Page text
________________

Lineage & Metadata

On this page

Every run records column-level lineage, schema changes, dependencies, and git context in DuckLake. Query it all with SQL.

CLI

ondatrasql lineage overview              # All models with dependencies
ondatrasql lineage staging.orders        # Column lineage for one model
ondatrasql lineage staging.orders.total  # Trace one column

Output is rendered as ASCII art with box-drawing characters.

Transformation Types

Each column is classified by how it was derived:

TypeMeaningExample
IDENTITYDirect copySELECT name
AGGREGATIONAggregated valueSUM(amount)
ARITHMETICComputedprice * quantity
CONDITIONALLogic appliedCASE WHEN ...
CASTType conversionCAST(id AS VARCHAR)
FUNCTIONFunction callUPPER(name)

Lineage is extracted from the SQL AST, across CTEs, joins, and subqueries.

Commit Metadata

Every run stores metadata in commit_extra_info on the DuckLake snapshot. All fields are JSON.

FieldDescription
modelTarget table name
kindtable, append, merge, scd2, partition, tracked, events
run_typebackfill, incremental, full, skip, flush
rows_affectedRows written
start_timeRun start (ISO 8601)
end_timeRun end (ISO 8601)
duration_msExecution time in milliseconds
stepsSub-step breakdown (array of {name, duration_ms, status})

________________

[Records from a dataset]
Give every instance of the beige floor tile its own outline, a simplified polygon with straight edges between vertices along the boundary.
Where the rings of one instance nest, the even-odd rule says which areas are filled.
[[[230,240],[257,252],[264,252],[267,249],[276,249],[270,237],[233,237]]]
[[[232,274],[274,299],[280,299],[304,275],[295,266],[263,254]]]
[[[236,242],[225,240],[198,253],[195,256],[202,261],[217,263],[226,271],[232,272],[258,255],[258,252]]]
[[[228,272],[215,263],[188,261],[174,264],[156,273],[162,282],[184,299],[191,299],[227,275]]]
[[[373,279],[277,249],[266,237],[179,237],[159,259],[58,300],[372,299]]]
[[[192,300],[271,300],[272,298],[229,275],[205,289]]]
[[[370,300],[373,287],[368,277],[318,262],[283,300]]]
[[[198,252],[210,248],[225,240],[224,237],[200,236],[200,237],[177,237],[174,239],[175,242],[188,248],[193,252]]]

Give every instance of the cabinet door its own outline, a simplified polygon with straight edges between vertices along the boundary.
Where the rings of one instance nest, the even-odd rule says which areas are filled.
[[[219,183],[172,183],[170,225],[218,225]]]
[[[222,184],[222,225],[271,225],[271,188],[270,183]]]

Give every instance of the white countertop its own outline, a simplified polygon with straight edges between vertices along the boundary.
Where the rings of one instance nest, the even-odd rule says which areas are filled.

________________

Tasks to complete
1) Answer these questions using the lineage and metadata page.
(a) How is the output of the lineage commands rendered?
(b) Where does each run store its metadata?
(c) From what is lineage extracted?
2) Continue the lineage and metadata page from the point where it stops, after the last row of its field table.

Expected answers
1)
(a) As ASCII art with box-drawing characters.
(b) In commit_extra_info on the DuckLake snapshot.
(c) From the SQL AST.

2)
column_lineageSource columns with transformation types
dependsUpstream table dependencies
columnsOutput column definitions
schema_hashDetects schema evolution
sql_hashTriggers backfill on change
dag_run_idRun identifier
source_fileModel source path
duckdb_versionDuckDB version used
git_commitCommit SHA
git_branchBranch name
git_repo_urlRepository URL
errorError message (on failure)

Querying Metadata

Metadata is stored in DuckLake snapshots. Query with SQL:

-- Recent runs
SELECT
  commit_extra_info->>'model' AS model,
  commit_extra_info->>'run_type' AS run_type,
  commit_extra_info->>'rows_affected' AS rows,
  commit_extra_info->>'duration_ms' AS ms
FROM lake.snapshots()
ORDER BY snapshot_id DESC
LIMIT 10;
-- Column lineage for a model
SELECT
  commit_extra_info->>'model' AS model,
  commit_extra_info->>'column_lineage' AS lineage
FROM lake.snapshots()
WHERE LOWER(commit_extra_info->>'model') = 'mart.revenue'
ORDER BY snapshot_id DESC
LIMIT 1;
-- Models that changed schema
SELECT
  commit_extra_info->>'model' AS model,
  commit_extra_info->>'schema_hash' AS hash
FROM lake.snapshots()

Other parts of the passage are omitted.